◆ WHAT IS EXPECTED: The listing below is to be transcribed exactly.
### DATA FOR REVIEW
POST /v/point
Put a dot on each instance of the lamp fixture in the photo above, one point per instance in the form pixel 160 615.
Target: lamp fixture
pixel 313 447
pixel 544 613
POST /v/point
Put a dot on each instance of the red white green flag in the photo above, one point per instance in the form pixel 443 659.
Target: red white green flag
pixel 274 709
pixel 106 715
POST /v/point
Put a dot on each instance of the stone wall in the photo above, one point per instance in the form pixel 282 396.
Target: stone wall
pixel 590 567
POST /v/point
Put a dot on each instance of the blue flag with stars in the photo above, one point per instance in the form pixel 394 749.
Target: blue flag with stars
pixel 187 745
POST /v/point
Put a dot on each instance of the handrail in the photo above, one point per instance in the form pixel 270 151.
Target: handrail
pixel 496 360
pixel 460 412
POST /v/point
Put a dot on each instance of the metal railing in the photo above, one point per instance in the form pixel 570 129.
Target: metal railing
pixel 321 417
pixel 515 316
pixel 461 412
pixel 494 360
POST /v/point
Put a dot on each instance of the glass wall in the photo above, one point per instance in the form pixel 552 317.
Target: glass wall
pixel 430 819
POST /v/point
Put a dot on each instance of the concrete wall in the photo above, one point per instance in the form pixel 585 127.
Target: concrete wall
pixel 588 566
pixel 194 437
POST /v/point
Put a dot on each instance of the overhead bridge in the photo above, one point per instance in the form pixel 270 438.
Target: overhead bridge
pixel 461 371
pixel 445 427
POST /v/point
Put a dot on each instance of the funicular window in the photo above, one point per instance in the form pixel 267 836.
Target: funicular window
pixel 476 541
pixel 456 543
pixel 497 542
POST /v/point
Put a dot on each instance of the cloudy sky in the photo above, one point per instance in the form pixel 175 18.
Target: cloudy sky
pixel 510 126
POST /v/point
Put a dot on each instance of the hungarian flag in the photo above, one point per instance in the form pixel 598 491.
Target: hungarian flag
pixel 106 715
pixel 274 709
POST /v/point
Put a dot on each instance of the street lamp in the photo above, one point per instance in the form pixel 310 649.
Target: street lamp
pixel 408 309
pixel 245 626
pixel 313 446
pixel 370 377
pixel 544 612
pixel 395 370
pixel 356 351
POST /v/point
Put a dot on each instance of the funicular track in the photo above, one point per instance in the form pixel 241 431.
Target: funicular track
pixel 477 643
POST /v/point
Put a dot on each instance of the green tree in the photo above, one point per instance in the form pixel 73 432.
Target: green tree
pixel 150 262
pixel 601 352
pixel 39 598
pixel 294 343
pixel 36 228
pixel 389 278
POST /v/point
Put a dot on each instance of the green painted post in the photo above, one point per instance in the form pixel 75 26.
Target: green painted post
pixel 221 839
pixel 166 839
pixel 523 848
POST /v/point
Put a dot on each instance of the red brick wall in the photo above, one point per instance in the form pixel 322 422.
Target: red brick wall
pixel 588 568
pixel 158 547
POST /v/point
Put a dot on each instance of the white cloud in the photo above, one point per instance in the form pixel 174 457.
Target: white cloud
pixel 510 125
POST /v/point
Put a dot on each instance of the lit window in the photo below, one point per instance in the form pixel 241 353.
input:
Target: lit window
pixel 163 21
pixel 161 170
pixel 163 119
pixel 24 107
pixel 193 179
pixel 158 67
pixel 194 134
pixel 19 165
######
◆ RESPONSE TO THE TASK:
POST /v/point
Put a dot on each instance of the lamp fixture in the photo above, one point per instance in the form pixel 160 615.
Target: lamp fixture
pixel 313 447
pixel 544 613
POST /v/point
Put a dot on each instance of the red white green flag in the photo above, one point per instance in the form pixel 443 659.
Target: red white green flag
pixel 274 709
pixel 106 715
POST /v/point
Put a dot on each instance of the stone wall in the photo above, one point per instance in the form pixel 282 396.
Target: stone wall
pixel 590 567
POST /v/point
Put a dot on each instance of the blue flag with stars in the photo above, one point per instance in the form pixel 394 749.
Target: blue flag with stars
pixel 187 745
POST /v/point
Put a dot on each instance of the handrail in the photo above, one point per instance in the form pixel 270 151.
Target: handrail
pixel 496 360
pixel 460 412
POST /v/point
Put a dot on each instance of the metal railing in the photo above, one point per instance in the form pixel 570 129.
Target: metal railing
pixel 321 417
pixel 515 316
pixel 461 412
pixel 494 360
POST /v/point
Put a dot on each instance of the glass wall in the photo above, one point per instance in the form pixel 552 317.
Target: glass wall
pixel 430 819
POST /v/point
Put a dot on each instance of the concrete wall in the photo above, one point per instance in the form pixel 585 127.
Target: concrete wall
pixel 588 566
pixel 194 437
POST /v/point
Put a dot on each instance of the overhead bridge in the photo above, one point per instance in the form pixel 270 438.
Target: overhead bridge
pixel 461 371
pixel 445 427
POST /v/point
Put a dot on each instance of the funicular window in the photo above, one point per instance in the form pixel 267 836.
Target: funicular window
pixel 476 541
pixel 456 543
pixel 497 542
POST /v/point
Put a dot on each instance of the cloudy sky in the photo above, one point per instance in the form pixel 175 18.
Target: cloudy sky
pixel 510 126
POST /v/point
Put a dot on each instance of the hungarian flag in the photo above, one point per instance in the form pixel 598 491.
Target: hungarian flag
pixel 106 715
pixel 274 709
POST /v/point
Put a dot on each instance of the street lamp in the photo above, one point per instance in the form pixel 310 649.
Target: street lamp
pixel 408 309
pixel 245 626
pixel 313 446
pixel 370 377
pixel 544 612
pixel 395 370
pixel 356 351
POST /v/point
Put a dot on each instance of the funicular track in the photo above, one point per instance in the form pixel 241 431.
Target: funicular track
pixel 477 643
POST /v/point
Put a dot on each instance of the green tree in the photo above, one point per instance in the form pixel 73 432.
Target: green tree
pixel 150 262
pixel 601 352
pixel 39 598
pixel 294 343
pixel 36 228
pixel 389 278
POST /v/point
Put a dot on each instance of the green painted post in the photo above, one point per instance in the form pixel 75 26.
Target: green painted post
pixel 221 839
pixel 166 839
pixel 523 848
POST /v/point
Put a dot on each instance of the red brick wall in the photo above, one point per instance in the form pixel 322 422.
Target: red brick wall
pixel 588 568
pixel 158 547
POST /v/point
Put a dot on each instance of the white cloud in the photo above, one point per instance in the form pixel 174 457.
Target: white cloud
pixel 510 125
POST /v/point
Put a dot on each instance of the lit window in the photo below, one point per instance in the form pixel 241 353.
input:
Target: lit window
pixel 163 21
pixel 161 170
pixel 163 119
pixel 24 107
pixel 193 179
pixel 158 67
pixel 194 134
pixel 19 165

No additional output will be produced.